═════ Record extracts ═════

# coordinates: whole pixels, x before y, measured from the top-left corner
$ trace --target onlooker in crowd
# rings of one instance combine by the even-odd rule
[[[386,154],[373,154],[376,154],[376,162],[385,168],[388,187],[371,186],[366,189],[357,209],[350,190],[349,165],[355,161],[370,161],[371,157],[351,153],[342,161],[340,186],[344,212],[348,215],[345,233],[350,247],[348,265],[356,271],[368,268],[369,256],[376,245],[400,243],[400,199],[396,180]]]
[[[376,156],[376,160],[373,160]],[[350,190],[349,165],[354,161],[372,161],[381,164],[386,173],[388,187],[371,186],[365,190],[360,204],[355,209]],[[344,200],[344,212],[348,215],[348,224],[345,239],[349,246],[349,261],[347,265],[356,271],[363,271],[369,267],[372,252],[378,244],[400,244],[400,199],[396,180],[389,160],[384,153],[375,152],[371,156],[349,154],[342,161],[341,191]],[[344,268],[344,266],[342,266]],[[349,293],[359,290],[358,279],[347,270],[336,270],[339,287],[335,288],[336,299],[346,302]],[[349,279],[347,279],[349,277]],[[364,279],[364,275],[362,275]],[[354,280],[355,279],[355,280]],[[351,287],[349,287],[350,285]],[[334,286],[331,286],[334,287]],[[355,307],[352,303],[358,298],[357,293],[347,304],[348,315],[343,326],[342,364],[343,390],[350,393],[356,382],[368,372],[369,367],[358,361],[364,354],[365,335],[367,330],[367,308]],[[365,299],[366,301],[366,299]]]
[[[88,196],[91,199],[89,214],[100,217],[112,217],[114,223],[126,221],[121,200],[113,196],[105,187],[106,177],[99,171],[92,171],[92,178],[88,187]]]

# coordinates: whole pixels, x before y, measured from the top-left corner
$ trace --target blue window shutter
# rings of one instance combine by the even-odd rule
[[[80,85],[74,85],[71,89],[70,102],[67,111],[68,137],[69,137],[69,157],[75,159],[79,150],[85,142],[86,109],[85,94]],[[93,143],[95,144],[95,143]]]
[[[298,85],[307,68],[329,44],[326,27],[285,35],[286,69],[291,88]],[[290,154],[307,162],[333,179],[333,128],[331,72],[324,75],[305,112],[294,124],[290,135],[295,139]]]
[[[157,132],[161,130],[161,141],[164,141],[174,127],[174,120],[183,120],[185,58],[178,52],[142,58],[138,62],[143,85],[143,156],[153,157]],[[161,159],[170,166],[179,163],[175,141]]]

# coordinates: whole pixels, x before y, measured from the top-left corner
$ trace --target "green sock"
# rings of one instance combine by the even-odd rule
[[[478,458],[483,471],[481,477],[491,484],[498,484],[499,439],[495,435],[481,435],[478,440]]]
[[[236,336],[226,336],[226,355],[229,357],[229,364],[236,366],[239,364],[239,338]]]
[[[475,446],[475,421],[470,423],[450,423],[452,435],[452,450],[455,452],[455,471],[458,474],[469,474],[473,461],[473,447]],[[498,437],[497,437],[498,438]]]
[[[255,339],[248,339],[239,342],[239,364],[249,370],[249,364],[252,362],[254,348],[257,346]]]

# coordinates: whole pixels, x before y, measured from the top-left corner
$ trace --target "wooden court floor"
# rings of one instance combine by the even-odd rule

═════

_Exercise description_. Please collect every line of the listing above that contains the string "trace". Case counts.

_Output of the task_.
$ trace --target onlooker in crowd
$ trace --target blue window shutter
$ trace --target "green sock"
$ trace --target "wooden court floor"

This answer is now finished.